> [Set exercise] Reformat the rows below as a numbered list, omitting any blank lines.

----

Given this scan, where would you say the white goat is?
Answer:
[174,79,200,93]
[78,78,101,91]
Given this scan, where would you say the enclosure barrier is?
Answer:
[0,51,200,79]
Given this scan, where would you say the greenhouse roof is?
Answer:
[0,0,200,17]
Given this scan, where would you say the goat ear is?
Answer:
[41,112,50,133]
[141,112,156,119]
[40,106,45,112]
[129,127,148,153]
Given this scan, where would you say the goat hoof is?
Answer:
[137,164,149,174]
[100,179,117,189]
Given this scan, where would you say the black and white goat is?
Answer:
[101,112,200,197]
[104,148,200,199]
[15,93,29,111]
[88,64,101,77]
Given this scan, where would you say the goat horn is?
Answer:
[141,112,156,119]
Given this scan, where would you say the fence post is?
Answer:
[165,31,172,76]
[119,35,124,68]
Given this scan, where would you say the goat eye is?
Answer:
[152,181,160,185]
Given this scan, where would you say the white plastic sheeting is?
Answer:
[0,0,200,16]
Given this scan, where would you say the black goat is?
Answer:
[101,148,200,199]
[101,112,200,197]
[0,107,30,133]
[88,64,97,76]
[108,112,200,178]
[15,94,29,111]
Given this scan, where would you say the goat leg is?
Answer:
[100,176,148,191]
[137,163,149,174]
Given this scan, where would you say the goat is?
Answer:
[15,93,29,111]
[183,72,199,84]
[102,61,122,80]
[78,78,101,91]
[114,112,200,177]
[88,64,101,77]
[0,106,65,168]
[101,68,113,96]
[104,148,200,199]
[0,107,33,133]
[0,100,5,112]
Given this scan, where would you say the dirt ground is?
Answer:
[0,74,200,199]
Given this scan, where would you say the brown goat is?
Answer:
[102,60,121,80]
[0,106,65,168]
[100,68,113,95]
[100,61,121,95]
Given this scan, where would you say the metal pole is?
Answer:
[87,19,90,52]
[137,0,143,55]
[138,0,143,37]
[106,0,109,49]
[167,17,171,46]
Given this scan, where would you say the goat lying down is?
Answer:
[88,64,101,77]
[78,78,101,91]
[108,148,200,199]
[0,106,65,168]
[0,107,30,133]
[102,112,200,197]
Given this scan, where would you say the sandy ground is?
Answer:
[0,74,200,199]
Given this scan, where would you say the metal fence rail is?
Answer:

----

> [Solved exercise]
1. Given this scan, where would you say the white goat is?
2. Answer:
3. [174,79,200,93]
4. [78,78,101,91]
5. Given this scan, where would you say the enclosure barrier is?
6. Answer:
7. [0,51,200,79]
8. Given this scan, where would you say the greenhouse roof is?
9. Answer:
10. [0,0,200,17]
11. Given this scan, where would you say the goat ear is?
12. Answer:
13. [41,112,50,133]
14. [141,112,156,119]
15. [40,106,45,112]
16. [129,127,148,153]
17. Given this scan, where would you say the goat hoof is?
18. Answer:
19. [137,164,149,174]
20. [100,179,117,189]
21. Given this scan, where would you say the black and white goat is?
22. Answer:
23. [101,112,200,197]
24. [104,148,200,199]
25. [15,93,29,111]
26. [88,64,101,77]
27. Given this scan, where would you say the goat horn is?
28. Answer:
29. [141,112,156,119]
30. Given this scan, where would you say the fence post is?
31. Answer:
32. [165,31,172,76]
33. [119,35,124,68]
34. Given this scan, where would you say the goat eye is?
35. Answer:
36. [152,181,160,185]
37. Given this scan, where would you say the white plastic sheeting is?
38. Answer:
39. [0,0,200,16]
40. Given this scan, where would you say the black goat is?
41. Answer:
42. [101,148,200,199]
43. [101,112,200,197]
44. [0,107,30,133]
45. [88,64,97,76]
46. [108,112,200,178]
47. [15,94,29,111]
48. Given this scan, where would you say the goat leg is?
49. Answer:
50. [100,176,148,191]
51. [137,163,149,174]
52. Given this scan, where would you say the goat is?
53. Answer:
54. [15,93,29,111]
55. [183,72,199,84]
56. [102,61,122,80]
57. [78,78,101,91]
58. [114,112,200,177]
59. [88,64,101,77]
60. [0,106,65,168]
61. [101,68,113,96]
62. [104,148,200,199]
63. [0,107,33,133]
64. [0,100,5,112]
65. Given this scan, where would you say the dirt ground is?
66. Answer:
67. [0,74,200,199]
68. Given this scan, where would you say the brown goat is?
69. Answer:
70. [102,60,121,80]
71. [0,106,65,168]
72. [100,68,113,95]
73. [100,61,121,95]
74. Given this scan, where would you say the metal pole is?
75. Answer:
76. [87,19,90,52]
77. [137,0,143,55]
78. [138,0,143,37]
79. [106,0,109,49]
80. [167,17,171,46]
81. Given this scan, where would you say the goat lying down is?
82. Answer:
83. [88,64,101,77]
84. [78,78,101,91]
85. [108,148,200,199]
86. [0,106,65,168]
87. [0,107,30,133]
88. [102,112,200,197]
89. Given this scan, where would you say the sandy ground is?
90. Answer:
91. [0,74,200,199]
92. Given this scan, where would you say the metal fence rail is?
93. Answer:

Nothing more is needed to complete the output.